Goal:
Copy the listing from its first line through the line containing "[[64, 136, 478, 258]]", with both ends and the requests included, and stop there. Multiply each bounding-box coordinate in the answers by 1.9 and round to a whole number, with halves rounded up. Leave every number in the requests unchanged.

Input records:
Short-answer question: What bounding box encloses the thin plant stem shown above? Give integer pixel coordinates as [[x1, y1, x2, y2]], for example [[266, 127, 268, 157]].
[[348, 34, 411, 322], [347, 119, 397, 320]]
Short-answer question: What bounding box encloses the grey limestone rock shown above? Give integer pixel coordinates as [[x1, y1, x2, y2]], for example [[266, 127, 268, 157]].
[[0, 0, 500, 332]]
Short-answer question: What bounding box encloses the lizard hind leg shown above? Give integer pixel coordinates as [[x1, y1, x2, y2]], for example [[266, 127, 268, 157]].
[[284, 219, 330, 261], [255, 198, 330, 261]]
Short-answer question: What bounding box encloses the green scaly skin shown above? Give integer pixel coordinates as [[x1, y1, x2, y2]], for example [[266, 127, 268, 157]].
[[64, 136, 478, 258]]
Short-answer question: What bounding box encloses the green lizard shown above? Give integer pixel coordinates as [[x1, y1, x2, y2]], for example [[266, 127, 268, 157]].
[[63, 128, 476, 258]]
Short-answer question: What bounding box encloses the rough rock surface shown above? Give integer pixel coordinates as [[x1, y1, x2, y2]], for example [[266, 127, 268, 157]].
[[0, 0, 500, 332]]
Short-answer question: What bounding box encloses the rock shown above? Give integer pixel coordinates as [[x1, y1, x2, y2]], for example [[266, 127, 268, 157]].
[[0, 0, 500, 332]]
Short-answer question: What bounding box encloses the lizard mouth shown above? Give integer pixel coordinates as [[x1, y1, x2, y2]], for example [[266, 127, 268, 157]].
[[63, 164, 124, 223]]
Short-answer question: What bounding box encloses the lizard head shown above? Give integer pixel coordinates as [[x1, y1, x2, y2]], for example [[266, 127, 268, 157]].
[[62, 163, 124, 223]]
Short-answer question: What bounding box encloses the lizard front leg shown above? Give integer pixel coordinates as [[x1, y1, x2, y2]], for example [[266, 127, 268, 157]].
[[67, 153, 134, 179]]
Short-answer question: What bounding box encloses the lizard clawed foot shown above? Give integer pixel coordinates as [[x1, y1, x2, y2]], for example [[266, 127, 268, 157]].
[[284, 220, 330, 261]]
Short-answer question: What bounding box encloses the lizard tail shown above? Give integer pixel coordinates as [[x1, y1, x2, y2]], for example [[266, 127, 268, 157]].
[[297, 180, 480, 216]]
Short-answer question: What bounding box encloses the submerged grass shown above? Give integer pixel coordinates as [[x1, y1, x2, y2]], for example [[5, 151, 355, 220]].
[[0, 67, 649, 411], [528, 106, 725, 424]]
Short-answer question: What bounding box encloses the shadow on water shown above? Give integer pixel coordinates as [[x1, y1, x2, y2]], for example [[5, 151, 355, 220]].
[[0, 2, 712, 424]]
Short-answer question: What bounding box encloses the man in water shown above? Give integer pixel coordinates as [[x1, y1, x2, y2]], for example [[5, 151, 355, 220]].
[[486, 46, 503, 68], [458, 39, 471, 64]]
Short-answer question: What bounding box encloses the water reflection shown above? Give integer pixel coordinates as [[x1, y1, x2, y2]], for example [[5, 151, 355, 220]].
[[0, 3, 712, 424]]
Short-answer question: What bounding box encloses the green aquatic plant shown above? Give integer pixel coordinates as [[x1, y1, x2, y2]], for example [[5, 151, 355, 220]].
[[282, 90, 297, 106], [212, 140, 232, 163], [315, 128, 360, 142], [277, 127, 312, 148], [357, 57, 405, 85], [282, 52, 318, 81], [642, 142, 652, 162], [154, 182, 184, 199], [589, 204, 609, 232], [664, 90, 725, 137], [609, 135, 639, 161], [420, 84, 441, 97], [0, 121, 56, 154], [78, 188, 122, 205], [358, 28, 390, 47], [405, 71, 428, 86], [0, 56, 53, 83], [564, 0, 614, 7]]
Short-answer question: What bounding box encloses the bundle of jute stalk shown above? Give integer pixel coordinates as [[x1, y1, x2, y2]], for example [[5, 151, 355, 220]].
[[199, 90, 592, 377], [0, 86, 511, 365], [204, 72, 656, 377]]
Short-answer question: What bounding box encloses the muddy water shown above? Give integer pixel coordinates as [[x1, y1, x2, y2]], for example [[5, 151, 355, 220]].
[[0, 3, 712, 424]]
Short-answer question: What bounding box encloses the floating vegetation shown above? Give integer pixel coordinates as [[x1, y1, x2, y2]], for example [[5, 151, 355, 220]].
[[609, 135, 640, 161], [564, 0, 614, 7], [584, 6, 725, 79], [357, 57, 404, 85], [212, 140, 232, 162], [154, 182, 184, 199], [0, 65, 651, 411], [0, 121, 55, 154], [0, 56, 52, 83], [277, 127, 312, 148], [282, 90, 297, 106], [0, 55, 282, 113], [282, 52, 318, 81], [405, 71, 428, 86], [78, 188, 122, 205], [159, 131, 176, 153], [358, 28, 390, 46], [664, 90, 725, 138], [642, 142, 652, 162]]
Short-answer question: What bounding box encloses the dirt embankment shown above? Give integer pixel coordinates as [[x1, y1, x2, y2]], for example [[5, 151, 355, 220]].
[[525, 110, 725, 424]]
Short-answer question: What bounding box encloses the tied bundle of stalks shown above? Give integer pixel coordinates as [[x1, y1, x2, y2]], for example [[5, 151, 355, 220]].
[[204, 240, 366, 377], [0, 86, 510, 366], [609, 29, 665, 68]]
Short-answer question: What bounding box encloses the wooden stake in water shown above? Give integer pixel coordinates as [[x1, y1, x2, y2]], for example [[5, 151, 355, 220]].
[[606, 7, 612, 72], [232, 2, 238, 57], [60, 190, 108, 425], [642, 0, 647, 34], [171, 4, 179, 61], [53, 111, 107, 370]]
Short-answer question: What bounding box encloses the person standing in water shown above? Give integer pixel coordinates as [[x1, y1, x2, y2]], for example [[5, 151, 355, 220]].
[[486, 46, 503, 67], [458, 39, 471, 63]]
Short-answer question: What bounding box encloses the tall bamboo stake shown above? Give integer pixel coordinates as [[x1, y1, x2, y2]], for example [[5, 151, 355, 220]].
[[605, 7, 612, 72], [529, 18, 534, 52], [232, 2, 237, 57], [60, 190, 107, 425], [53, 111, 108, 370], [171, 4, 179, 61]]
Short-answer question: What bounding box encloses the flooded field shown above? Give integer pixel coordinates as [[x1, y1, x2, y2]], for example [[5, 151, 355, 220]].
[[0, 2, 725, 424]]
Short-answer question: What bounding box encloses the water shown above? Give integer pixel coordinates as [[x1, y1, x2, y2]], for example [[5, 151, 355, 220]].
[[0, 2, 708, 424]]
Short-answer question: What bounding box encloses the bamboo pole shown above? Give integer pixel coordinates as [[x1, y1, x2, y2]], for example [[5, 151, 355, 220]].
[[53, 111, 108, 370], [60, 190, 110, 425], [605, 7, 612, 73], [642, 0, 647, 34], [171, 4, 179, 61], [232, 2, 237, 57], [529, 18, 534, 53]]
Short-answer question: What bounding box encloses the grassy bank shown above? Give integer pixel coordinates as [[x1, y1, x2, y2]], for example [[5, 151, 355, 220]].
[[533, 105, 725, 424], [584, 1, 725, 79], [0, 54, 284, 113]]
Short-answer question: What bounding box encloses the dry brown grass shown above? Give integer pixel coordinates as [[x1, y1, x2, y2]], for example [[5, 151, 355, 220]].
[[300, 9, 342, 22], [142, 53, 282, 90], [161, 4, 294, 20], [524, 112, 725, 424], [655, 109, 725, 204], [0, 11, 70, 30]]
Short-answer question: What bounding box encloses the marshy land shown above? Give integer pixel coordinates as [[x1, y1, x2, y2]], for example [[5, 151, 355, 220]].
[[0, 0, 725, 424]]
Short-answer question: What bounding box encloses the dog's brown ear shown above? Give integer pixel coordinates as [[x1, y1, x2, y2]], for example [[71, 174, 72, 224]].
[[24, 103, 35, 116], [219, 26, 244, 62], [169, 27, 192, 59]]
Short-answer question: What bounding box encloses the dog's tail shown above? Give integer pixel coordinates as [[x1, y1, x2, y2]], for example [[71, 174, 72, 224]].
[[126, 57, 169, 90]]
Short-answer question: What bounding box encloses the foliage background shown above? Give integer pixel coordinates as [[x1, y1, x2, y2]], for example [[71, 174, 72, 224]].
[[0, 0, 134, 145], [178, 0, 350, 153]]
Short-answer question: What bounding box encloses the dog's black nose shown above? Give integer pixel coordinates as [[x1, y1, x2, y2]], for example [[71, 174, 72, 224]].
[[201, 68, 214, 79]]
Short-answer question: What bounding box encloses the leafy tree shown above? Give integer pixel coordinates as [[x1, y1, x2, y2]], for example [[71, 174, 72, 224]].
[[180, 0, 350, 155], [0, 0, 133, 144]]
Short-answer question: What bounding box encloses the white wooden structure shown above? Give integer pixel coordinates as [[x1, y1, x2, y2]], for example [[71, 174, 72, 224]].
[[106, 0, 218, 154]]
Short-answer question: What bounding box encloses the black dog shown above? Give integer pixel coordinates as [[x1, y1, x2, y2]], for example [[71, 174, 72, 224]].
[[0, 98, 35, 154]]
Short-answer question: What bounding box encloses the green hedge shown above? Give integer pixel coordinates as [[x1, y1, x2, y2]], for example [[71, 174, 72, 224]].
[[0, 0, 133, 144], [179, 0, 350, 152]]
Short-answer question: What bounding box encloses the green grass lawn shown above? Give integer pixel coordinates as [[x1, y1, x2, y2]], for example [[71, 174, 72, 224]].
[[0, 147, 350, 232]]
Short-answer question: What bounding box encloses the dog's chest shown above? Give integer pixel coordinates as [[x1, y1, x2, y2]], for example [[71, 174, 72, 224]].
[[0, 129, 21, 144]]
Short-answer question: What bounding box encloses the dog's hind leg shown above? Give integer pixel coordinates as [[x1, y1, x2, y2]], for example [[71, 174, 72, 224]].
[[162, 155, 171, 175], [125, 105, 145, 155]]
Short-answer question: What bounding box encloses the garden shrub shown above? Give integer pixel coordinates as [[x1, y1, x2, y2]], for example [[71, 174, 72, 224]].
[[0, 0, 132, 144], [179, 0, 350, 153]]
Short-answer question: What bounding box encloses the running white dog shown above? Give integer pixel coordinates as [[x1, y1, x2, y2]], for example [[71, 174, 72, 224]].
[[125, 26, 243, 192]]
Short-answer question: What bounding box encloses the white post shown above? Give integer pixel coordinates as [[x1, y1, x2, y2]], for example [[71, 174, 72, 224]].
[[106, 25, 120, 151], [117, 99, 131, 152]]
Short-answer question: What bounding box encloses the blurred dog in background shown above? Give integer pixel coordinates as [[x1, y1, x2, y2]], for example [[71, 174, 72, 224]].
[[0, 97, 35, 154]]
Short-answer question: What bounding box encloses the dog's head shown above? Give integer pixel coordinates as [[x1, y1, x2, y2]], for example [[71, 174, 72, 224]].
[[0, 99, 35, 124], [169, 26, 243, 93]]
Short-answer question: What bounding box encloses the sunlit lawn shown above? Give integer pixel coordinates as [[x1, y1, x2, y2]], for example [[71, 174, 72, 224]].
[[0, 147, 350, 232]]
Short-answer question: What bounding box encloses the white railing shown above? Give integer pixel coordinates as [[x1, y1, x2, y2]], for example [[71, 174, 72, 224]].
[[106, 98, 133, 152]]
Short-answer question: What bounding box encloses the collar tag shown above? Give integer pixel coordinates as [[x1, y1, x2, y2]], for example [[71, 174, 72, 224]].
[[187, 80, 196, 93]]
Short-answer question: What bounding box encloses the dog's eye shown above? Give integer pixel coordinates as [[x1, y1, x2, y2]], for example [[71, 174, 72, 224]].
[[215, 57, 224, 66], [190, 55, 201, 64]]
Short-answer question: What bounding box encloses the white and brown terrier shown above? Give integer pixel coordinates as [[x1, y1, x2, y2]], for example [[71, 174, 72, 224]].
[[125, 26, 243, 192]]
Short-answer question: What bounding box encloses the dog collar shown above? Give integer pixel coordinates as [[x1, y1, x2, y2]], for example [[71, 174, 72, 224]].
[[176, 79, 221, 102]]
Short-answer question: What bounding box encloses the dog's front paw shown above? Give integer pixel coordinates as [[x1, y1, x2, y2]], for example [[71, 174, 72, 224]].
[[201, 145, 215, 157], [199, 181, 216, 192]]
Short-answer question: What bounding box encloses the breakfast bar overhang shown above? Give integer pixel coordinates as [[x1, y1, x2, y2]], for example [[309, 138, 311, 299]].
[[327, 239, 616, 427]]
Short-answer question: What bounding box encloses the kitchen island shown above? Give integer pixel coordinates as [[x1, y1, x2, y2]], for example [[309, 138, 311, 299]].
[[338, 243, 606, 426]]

Written reply:
Short-answer question: What bounding box encloses the thin plant stem shown above? Give integer pixel coordinates as [[x1, y1, x2, y2]], for example [[266, 127, 268, 157]].
[[661, 65, 781, 612], [659, 226, 754, 608]]
Short-answer question: What bounding box encloses the grey limestone rock shown above? Give integer pixel coordinates as [[x1, y1, x2, y2]], for example [[266, 127, 268, 157]].
[[0, 0, 950, 631]]
Short-answer question: What bounding box encloses the lizard hind leg shown above? Give integer pixel coordinates as [[x1, y1, x2, y2]], for example [[266, 127, 268, 157]].
[[540, 416, 627, 496], [485, 376, 627, 496]]
Short-answer question: What bounding box encloses the green scaly skin shown above? Give integer pixel coordinates as [[x1, y1, x2, y2]], for example [[266, 127, 268, 157]].
[[122, 258, 908, 490]]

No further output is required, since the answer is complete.